> [EXERCISE PASSAGE]:
Paramedics across Quebec who belong to the CSN union are sending out a warning: 2,500 of them will go on strike on Christmas Eve unless they reach an agreement with the provincial government.

Because they provide an essential service, no paramedics will miss any work.

“The population has nothing to fear,” said paramedic Yves Bonesso. “We will be covering 100 per cent of the calls.”

They will, however, engage in administrative measures like filling out paperwork in green ink that cannot be scanned by computer, plastering stickers on ambulances, and holding public protests.

The union says it is fighting for pay equity within its ranks, and a better pension plan.

At the moment it takes paramedics 16 years to climb to the top of the pay scale.

Those who started working for Urgences Sante before 1989 are also eligible for $15,000 a year upon retirement. The union says that pension amount is too low.

Further, the option to retire early should be on the table.

“I’ve been doing this job for close to 30 years now and I don't know how long I could carry a patient on a stretcher on the stairs in the winter,” said Bonesso. “I mean you can't do that until 65 years old.”

Paramedics have been without a contract for nearly three years. In May they began wearing grey camouflage pants to work, and in July union executives had worked out a deal that was rejected by 71 per cent of members.

If they strike on Dec. 24, paramedics say their action will be limited to so-called “administrative tactics,” such as filling out forms with the wrong colour pen and public protests.

“As long as the population is being taken care of, we'll deal with the administrative issues on our own… but for us, our main goal is that it does not affect the population,” said David Sasson, director of communications for Urgences-Sante.

Union members say in some cases Montrealers may notice better service during the strike because more employees will be at work.

"The budget the government gives to Urgences Sante is by hours, so they book to 90 per cent and then if they need more they will book overtime, but sometimes they plan not to book 100 per cent," said Bonesso.

"On a strike, on a legal strike, we will be supplying 100 per cent of the list."

The province has not indicated so far that they would be willing to re-open the deal.

> [GIVEN RECORDS]:
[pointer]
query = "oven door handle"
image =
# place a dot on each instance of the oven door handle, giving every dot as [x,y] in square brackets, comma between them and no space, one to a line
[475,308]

> [WORK INSTRUCTIONS]:
a) Copy the article on the paramedics' strike word for word, everything from "If they strike" down to "and public protests.".
b) Using the article on the paramedics' strike, say yes or no to each statement, quoting the words that settle it: (i) Paramedics have been without a contract for nearly three years. (ii) Most union members accepted the deal worked out in July. (iii) The province has said it is willing to re-open the deal.
c) According to the article on the paramedics' strike, why may Montrealers notice better service during the strike?
The lines have no connection to the article on the paramedics' strike.

> [RESPONSES BY TASK]:
a)
If they strike on Dec. 24, paramedics say their action will be limited to so-called “administrative tactics,” such as filling out forms with the wrong colour pen and public protests.

b)
(i) Yes: "Paramedics have been without a contract for nearly three years."
(ii) No: "in July union executives had worked out a deal that was rejected by 71 per cent of members."
(iii) No: "The province has not indicated so far that they would be willing to re-open the deal."

c) The government gives Urgences Sante its budget by hours, so it books staff to 90 per cent and sometimes plans not to book 100 per cent. During a legal strike, the paramedics will supply 100 per cent of the list, which means more employees will be at work.